> DOCUMENT TEXT:
--- --- ---
Matthew Hornbostel's adventure gameClick Here to download the official Traveler's Enigma Screensaver |
"Traveler's Enigma" is a first-person PC adventure game designed by Matthew Lyles Hornbostel. Following in the footsteps of games like "Rhem", "Alida", and "The Crystal Key", "Traveler's Enigma" is essentially a single person's project. As such, it has been and still is a long journey from concept to completion; the effort to make an epic adventure game with a large number of places, puzzles, and story ideas was difficult and time-consuming.
Basically, this game production was one I began in August 2005... and basically shelved at the end of 2008. I had seriously considered leaving it unfinished indefinitely... as it's effectively a train wreck and a technical/creative embarrassment. It is a very very poor, disjointed attempt at a first-person adventure game... stuck in 640x480 resolution with puzzles that feel tacked-on and way, way too much text. And it's Windows-only, which kinda sucks.
--- --- ---
> INFORMATION GIVEN:
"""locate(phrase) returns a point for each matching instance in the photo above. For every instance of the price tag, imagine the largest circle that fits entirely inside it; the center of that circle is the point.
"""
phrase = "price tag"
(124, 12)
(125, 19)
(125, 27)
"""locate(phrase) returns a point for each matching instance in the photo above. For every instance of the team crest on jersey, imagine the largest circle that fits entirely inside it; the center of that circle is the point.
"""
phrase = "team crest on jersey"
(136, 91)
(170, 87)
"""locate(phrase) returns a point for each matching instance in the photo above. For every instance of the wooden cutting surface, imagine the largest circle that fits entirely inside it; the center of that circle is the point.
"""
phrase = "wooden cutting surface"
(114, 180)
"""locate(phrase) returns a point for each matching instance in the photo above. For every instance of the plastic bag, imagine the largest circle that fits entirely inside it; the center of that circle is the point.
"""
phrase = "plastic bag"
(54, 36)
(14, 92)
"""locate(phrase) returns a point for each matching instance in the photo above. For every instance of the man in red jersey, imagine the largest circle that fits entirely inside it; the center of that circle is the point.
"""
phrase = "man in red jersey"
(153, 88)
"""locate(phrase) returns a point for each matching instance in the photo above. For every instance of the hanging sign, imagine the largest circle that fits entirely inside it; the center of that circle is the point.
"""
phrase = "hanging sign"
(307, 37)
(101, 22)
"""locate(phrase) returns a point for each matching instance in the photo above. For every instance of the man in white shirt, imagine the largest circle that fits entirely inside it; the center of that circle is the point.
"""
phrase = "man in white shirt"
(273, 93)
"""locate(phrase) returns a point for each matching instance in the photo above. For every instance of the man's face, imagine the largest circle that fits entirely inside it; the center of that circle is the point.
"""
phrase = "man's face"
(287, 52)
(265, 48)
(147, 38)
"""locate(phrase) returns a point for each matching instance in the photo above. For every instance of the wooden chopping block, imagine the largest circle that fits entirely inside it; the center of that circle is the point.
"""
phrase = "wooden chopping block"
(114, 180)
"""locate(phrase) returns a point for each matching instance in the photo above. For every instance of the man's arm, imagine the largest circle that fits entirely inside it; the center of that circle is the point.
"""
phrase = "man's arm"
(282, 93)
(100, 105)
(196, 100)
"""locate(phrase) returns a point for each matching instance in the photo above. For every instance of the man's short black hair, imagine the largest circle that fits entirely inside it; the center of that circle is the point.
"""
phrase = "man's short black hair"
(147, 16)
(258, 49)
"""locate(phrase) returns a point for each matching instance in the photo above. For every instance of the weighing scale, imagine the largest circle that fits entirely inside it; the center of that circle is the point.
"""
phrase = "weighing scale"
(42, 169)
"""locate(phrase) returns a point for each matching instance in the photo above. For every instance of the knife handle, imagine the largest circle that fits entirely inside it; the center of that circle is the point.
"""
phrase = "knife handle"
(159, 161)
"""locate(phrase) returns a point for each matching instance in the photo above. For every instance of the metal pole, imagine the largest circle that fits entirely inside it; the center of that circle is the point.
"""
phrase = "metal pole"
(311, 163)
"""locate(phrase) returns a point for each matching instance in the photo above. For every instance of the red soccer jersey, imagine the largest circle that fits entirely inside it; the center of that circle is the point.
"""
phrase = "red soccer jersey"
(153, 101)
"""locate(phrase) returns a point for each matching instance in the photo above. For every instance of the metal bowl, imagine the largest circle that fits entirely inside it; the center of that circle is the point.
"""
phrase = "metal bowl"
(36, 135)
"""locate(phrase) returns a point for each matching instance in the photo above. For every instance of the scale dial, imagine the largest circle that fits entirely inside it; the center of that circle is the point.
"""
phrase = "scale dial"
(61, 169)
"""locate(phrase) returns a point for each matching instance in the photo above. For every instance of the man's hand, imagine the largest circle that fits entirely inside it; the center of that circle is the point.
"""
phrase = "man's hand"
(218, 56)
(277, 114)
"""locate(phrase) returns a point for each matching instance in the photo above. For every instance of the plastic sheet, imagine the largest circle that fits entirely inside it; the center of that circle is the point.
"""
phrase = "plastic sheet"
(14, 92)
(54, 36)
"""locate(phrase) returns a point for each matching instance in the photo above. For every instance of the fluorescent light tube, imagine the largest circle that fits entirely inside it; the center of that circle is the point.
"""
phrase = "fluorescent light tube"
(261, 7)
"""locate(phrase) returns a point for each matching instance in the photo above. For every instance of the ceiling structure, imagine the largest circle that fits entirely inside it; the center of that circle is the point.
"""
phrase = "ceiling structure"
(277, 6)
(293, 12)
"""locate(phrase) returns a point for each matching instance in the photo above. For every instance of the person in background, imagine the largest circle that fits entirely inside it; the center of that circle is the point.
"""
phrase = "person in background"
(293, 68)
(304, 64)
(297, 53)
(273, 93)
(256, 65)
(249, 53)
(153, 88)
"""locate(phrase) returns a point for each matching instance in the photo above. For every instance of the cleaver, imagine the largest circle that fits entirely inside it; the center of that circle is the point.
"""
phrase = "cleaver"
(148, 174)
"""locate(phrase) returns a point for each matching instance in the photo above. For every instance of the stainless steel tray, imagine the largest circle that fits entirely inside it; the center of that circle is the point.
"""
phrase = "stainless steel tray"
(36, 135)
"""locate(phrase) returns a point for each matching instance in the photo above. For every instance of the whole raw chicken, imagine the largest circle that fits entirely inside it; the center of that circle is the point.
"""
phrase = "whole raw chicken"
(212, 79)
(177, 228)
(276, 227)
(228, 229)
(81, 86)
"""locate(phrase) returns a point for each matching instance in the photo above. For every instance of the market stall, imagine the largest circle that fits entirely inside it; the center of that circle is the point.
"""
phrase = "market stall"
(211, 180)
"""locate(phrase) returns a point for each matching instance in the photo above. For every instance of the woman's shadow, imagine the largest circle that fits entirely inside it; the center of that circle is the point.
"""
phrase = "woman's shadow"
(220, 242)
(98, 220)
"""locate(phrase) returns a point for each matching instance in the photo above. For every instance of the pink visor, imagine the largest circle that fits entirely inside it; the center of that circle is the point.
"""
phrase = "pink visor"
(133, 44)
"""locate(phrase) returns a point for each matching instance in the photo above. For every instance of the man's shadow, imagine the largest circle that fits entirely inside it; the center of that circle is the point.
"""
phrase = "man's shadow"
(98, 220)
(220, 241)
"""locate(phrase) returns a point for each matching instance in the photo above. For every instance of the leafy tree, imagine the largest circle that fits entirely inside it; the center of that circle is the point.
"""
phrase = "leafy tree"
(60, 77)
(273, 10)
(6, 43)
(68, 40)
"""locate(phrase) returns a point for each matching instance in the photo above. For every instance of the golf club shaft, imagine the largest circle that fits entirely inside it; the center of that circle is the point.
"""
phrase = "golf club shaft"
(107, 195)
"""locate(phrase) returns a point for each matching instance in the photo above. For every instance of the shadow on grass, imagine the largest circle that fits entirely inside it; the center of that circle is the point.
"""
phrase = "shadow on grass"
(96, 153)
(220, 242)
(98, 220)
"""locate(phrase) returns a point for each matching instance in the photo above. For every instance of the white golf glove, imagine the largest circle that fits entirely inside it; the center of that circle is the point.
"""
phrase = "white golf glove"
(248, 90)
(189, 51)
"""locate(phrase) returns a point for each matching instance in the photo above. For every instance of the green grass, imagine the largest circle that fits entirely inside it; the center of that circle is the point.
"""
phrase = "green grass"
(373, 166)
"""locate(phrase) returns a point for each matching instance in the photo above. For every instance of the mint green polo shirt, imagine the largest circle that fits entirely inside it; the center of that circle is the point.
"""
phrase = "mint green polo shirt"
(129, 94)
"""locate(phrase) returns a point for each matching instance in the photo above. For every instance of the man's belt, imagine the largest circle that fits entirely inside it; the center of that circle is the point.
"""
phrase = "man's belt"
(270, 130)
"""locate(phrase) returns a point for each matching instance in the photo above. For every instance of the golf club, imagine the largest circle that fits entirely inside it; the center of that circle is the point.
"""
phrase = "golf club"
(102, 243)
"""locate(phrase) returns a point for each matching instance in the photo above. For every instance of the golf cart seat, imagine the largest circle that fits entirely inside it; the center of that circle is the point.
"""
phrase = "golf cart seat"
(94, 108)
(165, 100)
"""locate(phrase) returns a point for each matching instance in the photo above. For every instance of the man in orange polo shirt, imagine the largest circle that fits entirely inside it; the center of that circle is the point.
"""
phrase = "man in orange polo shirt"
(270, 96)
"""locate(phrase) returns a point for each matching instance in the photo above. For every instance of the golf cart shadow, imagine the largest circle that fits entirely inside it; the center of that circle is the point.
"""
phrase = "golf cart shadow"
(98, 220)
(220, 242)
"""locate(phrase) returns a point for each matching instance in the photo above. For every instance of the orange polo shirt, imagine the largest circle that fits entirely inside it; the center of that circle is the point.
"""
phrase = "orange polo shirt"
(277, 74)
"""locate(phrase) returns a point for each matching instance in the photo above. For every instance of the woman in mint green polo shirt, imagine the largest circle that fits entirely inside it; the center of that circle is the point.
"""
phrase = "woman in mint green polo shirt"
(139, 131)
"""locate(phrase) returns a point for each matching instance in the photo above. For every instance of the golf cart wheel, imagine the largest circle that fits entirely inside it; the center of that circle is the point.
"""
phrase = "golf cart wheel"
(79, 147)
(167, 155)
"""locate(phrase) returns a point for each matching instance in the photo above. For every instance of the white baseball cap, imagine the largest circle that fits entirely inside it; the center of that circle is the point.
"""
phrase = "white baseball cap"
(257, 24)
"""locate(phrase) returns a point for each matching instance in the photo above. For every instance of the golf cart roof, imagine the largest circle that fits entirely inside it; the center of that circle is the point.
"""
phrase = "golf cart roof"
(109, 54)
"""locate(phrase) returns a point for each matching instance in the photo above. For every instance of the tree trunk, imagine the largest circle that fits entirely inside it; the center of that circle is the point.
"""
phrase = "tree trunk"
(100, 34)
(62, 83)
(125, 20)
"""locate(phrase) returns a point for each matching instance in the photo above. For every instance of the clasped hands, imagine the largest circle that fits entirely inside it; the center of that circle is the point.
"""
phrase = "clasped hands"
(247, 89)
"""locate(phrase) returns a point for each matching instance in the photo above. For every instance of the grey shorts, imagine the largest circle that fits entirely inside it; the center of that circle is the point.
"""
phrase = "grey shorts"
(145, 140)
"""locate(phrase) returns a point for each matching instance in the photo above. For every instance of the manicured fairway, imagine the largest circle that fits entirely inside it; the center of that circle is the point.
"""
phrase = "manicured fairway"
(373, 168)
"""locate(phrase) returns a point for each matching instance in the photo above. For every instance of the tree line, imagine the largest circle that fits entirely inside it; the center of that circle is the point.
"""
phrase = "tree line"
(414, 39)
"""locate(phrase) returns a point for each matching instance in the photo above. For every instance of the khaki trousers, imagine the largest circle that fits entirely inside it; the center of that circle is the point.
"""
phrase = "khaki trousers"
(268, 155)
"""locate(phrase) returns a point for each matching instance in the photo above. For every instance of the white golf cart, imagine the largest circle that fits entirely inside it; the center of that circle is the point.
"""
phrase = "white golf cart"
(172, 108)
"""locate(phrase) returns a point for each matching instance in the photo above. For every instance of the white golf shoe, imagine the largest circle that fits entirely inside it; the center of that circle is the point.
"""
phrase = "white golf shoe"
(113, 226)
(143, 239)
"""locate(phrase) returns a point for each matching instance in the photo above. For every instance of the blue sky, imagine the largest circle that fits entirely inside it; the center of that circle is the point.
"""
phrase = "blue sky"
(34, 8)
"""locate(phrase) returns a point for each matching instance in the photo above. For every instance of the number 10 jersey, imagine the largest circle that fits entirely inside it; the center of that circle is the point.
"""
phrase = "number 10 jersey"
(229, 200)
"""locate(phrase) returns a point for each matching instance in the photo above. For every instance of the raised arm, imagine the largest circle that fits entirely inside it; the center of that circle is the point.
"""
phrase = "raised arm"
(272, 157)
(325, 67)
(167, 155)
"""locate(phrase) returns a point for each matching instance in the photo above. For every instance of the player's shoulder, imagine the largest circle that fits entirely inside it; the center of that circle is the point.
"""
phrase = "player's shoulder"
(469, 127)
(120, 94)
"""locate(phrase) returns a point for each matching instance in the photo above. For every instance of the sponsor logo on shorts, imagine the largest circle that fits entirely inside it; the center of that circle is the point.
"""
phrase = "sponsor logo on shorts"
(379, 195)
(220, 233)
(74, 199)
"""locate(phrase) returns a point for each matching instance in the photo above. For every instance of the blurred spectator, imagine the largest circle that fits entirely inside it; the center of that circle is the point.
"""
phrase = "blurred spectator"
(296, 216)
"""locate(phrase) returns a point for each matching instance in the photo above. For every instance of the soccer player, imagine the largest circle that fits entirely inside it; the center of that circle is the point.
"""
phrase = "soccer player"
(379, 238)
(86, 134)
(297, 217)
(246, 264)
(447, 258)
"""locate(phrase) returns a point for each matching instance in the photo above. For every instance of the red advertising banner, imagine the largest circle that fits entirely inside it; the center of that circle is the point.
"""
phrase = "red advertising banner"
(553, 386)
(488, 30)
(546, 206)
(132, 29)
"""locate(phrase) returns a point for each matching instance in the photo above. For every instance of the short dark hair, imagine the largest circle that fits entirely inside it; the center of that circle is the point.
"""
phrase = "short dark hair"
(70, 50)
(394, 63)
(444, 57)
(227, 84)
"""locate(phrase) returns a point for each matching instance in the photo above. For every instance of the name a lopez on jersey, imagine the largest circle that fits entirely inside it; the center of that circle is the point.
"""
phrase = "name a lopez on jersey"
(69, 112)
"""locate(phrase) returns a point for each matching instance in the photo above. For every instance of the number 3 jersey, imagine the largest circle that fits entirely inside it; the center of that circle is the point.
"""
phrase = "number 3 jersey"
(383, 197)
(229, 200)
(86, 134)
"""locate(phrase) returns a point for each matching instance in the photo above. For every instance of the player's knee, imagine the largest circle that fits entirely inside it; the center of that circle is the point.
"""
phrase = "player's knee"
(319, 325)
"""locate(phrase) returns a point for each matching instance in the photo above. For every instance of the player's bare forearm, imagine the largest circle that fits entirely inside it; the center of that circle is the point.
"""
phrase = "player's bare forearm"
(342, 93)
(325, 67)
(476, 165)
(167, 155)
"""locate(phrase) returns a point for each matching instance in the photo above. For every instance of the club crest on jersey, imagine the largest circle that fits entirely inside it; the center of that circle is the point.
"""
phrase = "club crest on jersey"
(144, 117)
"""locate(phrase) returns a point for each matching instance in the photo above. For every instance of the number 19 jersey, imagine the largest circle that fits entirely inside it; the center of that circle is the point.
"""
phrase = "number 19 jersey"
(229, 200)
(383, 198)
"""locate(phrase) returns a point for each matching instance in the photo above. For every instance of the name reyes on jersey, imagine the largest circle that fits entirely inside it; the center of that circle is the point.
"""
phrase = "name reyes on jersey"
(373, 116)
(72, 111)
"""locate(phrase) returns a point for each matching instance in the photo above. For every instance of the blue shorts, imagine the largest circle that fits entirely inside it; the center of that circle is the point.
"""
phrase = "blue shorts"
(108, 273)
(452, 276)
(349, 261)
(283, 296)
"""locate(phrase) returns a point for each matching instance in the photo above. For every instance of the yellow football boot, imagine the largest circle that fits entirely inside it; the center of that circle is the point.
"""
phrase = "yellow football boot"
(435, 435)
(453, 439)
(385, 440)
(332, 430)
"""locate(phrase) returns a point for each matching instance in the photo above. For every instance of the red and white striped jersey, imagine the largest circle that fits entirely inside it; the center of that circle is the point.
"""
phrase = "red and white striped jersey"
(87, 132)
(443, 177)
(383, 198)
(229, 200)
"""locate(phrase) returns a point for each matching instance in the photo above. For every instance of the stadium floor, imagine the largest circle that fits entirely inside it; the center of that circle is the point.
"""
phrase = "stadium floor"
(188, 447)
--- --- ---
> TASK TO COMPLETE:
Extract the passage of the Traveler's Enigma description starting at "Matthew Hornbostel's adventure" and ending at "difficult and time-consuming.". The rows come from a source unrelated to the Traveler's Enigma description.

> FINAL ANSWER:
Matthew Hornbostel's adventure gameClick Here to download the official Traveler's Enigma Screensaver |
"Traveler's Enigma" is a first-person PC adventure game designed by Matthew Lyles Hornbostel. Following in the footsteps of games like "Rhem", "Alida", and "The Crystal Key", "Traveler's Enigma" is essentially a single person's project. As such, it has been and still is a long journey from concept to completion; the effort to make an epic adventure game with a large number of places, puzzles, and story ideas was difficult and time-consuming.